[Items from a dataset]

::::::

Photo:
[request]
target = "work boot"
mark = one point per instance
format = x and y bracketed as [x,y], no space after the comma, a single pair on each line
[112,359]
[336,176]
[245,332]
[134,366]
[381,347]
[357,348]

::::::

* _Required task_
Could you turn the lines above into a numbered list, leaving out any blank lines?

* _Exercise output_
1. Photo:
2. [request]
3. target = "work boot"
4. mark = one point per instance
5. format = x and y bracketed as [x,y], no space after the comma, a single pair on each line
6. [112,359]
7. [336,176]
8. [245,332]
9. [134,366]
10. [381,347]
11. [357,348]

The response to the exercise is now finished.